------ Extract ------

What follows is a provocative exploration of a woman’s struggle with suffering, despair, and belief. Director Hans-Christian Schmid uses razor-sharp editing to move the story along, and even the brief pauses have a dramatic impact. Sandra Huller gives a bravura performance as Michaela, and the film’s tone and thematic approach are strikingly reminiscent of Werner Herzog. Everything ends with an awe-inspiring final shot and a fascinating postscript. But what’s stayed with me the most is one character’s remark: “I wonder whether God’s existence is proven by a good harvest or a sick person.”

Well, it’s either downhill from here or this is going to be one heckuva festival. That would be the former if Piers Handling, the fest’s director, was to be believed. In his introduction to The Lives of Others (my second German film of Day 1), he called it one of the most important directing debuts of the last decade. I need to find a way to have Piers introduce me whenever I go somewhere. Or maybe not, as all of this puffery raised my expectations to an unsustainable level.

------

* Written request 1 *
Identify each line of the records that contains the word "tactical" and copy it.
The records that come next are unrelated to the review.

------ Data shown ------

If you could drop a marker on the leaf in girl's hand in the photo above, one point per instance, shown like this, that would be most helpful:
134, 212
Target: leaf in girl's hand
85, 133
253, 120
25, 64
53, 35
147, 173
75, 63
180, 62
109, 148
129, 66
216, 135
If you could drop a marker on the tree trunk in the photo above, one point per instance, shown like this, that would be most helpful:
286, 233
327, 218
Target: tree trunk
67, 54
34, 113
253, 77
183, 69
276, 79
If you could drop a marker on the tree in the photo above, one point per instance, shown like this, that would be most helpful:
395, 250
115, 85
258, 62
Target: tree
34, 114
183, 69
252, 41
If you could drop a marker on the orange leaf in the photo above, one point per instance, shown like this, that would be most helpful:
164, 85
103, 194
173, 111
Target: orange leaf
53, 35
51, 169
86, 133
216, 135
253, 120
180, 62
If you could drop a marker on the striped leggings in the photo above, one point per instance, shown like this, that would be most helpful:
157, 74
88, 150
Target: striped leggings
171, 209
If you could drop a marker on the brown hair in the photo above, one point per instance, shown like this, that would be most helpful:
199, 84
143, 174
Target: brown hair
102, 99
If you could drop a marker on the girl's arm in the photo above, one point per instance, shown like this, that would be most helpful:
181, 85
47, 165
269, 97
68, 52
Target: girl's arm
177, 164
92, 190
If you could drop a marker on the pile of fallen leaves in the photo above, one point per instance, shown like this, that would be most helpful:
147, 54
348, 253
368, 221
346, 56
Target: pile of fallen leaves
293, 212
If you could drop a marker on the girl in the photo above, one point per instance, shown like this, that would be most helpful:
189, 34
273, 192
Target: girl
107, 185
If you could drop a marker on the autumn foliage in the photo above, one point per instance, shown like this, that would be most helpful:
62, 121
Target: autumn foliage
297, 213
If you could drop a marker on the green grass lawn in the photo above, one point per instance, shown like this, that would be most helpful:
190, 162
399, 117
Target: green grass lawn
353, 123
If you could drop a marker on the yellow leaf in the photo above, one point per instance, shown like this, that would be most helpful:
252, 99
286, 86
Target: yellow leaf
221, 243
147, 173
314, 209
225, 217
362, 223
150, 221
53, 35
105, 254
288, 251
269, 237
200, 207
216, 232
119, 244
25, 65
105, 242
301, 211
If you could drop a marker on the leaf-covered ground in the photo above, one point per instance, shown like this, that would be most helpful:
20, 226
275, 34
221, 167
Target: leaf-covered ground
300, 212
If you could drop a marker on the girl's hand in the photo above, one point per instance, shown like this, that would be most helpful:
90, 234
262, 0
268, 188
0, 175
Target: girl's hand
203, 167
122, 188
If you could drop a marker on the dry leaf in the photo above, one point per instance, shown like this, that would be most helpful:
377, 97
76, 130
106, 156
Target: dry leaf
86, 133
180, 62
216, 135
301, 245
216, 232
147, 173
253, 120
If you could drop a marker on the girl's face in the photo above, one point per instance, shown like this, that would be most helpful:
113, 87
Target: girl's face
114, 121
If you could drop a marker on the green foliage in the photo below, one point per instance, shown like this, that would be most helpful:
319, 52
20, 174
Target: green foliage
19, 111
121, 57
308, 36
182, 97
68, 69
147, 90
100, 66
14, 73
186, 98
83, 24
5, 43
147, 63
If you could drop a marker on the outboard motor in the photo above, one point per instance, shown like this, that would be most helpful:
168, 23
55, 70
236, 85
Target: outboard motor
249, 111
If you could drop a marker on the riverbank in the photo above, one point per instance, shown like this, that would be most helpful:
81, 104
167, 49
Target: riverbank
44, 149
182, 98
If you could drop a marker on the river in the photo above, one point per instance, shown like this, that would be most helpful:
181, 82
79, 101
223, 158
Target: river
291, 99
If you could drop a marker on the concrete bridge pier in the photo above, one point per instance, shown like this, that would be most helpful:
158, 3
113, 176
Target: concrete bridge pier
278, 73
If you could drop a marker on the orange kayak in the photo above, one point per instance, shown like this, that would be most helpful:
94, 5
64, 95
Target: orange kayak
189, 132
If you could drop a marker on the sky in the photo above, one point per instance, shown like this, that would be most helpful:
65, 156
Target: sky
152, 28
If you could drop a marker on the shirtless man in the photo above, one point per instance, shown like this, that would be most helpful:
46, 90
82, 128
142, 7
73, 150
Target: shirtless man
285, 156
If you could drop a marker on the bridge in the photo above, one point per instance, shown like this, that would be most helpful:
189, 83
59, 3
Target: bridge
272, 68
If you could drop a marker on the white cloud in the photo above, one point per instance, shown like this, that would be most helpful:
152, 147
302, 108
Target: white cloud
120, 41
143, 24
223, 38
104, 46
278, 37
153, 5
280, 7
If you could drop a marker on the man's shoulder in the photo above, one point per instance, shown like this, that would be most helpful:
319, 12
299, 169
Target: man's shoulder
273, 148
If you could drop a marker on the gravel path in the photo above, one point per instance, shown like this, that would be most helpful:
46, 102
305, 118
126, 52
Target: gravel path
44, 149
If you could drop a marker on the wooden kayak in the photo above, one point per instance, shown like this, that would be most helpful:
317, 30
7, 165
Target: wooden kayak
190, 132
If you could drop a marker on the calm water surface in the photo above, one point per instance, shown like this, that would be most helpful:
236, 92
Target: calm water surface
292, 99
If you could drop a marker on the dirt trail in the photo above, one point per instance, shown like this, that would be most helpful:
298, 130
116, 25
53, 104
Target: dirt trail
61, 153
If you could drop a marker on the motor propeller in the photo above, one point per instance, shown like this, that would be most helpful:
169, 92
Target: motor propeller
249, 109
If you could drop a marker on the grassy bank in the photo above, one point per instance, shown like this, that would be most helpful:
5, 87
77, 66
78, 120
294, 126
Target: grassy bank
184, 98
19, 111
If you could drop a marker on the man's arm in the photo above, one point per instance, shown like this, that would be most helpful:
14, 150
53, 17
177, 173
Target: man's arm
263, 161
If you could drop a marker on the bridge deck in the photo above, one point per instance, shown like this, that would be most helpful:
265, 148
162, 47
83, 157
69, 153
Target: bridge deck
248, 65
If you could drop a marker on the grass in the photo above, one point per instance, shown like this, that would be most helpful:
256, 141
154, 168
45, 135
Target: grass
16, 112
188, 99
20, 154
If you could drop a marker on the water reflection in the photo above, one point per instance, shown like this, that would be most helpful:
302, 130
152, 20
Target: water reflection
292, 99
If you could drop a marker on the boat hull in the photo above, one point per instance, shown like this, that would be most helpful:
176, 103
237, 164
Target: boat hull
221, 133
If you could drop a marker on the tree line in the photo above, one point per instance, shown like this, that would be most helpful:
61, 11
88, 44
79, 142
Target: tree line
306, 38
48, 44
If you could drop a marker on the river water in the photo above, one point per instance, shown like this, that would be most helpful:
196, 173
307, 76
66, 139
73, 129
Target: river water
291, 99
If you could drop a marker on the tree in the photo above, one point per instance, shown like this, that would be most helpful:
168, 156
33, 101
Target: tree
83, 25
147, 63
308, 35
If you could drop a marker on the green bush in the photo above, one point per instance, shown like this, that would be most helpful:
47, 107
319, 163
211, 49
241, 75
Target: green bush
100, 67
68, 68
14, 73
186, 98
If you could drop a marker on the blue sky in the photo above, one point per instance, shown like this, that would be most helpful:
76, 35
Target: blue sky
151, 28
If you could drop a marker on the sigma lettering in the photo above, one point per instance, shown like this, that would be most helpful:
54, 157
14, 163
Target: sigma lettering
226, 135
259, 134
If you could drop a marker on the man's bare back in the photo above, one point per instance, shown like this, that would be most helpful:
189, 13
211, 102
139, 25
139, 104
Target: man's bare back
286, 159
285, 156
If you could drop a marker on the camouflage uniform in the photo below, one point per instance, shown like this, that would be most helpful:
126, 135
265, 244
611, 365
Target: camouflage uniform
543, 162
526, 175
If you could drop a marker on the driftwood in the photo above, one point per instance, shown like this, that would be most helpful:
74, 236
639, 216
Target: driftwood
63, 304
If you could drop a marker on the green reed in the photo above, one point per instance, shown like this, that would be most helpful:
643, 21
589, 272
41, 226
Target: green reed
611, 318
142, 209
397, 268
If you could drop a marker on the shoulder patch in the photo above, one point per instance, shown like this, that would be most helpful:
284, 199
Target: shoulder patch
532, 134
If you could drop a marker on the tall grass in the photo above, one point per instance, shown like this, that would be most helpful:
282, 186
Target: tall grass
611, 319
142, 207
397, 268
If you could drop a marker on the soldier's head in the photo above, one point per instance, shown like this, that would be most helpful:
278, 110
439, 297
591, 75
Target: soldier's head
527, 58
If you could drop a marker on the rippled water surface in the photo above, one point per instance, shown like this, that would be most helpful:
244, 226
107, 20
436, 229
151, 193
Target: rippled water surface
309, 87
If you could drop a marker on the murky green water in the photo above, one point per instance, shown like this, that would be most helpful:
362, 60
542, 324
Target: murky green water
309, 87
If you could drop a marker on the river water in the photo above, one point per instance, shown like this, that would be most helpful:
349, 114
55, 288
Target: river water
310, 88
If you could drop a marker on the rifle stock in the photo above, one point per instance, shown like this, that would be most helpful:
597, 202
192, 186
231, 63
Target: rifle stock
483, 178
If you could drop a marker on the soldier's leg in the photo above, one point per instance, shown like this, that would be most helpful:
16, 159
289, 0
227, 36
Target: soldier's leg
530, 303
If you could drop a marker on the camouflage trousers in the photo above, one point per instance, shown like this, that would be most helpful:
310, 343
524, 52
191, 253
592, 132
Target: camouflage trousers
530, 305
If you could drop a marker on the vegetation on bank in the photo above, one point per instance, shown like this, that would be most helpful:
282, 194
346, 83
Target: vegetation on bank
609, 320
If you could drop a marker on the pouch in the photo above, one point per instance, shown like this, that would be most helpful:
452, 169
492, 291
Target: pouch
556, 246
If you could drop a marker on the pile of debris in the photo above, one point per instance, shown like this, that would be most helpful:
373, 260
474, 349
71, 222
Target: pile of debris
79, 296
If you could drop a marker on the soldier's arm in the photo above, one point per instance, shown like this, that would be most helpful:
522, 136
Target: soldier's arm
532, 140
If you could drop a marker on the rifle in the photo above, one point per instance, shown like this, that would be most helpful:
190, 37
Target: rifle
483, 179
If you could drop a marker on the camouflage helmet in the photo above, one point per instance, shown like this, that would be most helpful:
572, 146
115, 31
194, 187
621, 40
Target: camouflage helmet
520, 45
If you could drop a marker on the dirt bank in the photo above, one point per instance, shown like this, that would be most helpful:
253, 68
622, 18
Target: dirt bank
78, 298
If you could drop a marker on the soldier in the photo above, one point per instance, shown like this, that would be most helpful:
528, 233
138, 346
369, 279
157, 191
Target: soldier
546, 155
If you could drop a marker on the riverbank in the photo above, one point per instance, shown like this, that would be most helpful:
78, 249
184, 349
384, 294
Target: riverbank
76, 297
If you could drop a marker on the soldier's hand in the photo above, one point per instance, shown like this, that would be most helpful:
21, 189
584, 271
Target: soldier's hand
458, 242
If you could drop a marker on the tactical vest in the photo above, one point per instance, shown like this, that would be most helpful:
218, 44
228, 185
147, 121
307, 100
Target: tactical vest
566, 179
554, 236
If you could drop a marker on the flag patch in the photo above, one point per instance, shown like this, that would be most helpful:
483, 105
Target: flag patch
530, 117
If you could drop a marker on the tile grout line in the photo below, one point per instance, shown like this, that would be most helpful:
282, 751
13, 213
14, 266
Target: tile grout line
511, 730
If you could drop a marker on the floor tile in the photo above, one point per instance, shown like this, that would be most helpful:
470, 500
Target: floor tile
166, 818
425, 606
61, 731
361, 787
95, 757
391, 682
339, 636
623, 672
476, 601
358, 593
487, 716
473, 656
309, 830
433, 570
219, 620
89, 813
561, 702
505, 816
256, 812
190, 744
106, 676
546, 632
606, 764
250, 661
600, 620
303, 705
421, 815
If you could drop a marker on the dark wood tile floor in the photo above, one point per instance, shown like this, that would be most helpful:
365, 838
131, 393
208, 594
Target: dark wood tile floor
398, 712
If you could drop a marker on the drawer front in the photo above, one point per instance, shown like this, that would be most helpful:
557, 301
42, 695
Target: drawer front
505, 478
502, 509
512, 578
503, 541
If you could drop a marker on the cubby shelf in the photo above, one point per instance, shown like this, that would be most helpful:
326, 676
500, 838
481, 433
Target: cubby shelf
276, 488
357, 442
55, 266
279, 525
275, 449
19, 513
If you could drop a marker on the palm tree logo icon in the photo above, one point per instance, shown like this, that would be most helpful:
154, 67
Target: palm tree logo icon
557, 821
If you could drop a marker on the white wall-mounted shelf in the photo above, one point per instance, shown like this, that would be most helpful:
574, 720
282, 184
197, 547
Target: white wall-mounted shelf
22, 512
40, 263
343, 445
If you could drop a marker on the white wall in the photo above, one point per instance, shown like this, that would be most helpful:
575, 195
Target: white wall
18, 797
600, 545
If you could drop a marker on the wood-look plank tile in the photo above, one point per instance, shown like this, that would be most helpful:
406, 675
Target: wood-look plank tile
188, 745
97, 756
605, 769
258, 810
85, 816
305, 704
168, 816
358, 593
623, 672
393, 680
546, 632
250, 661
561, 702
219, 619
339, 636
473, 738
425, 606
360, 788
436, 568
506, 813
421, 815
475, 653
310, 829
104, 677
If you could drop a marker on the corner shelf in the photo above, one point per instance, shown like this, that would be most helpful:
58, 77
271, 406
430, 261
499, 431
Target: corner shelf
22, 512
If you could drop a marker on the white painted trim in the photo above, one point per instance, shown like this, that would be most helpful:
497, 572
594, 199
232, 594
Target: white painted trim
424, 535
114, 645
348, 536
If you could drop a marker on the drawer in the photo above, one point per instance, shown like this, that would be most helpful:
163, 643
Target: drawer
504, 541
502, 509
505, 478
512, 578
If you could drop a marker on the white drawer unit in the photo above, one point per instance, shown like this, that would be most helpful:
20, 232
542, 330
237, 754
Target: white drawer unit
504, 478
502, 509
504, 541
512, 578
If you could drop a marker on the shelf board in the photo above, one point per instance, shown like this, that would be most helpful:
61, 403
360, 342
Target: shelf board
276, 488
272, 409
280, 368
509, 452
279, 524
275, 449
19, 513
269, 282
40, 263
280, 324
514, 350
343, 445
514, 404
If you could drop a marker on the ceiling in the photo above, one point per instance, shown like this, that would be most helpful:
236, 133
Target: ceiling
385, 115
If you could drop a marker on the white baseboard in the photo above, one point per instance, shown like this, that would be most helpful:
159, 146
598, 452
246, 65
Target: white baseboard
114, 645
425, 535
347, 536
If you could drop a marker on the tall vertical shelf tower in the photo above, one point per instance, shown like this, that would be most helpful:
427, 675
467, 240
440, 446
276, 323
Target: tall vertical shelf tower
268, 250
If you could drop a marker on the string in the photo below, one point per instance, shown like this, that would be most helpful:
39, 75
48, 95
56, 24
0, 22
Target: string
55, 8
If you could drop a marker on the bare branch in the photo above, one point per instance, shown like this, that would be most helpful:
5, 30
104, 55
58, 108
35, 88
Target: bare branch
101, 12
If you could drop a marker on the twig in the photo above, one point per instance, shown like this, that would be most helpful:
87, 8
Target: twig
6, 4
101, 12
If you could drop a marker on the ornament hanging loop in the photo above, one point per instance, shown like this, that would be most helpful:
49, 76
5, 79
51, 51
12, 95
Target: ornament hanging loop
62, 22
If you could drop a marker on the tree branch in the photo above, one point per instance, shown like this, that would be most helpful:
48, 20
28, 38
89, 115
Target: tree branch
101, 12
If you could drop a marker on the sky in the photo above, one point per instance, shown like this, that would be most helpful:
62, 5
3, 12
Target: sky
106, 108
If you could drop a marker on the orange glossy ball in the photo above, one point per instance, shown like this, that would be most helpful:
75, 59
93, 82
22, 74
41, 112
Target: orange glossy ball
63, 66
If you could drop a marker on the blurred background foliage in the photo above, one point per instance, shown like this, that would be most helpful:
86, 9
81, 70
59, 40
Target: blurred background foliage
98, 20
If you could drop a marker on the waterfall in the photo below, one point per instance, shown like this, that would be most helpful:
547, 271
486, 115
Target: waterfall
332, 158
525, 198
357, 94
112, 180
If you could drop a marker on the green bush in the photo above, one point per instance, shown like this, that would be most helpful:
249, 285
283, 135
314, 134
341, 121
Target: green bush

------

* Written request 2 *
Answer these questions from the review, one line each:
(a) Who directed the film described in the first paragraph?
(b) Which actress plays Michaela?
(c) Which film did Piers Handling introduce?

* Reply 1 *
If you could drop a marker on the tactical vest in the photo above, one point per instance, shown like this, that would be most helpful:
Target: tactical vest

* Reply 2 *
(a) Hans-Christian Schmid
(b) Sandra Huller
(c) The Lives of Others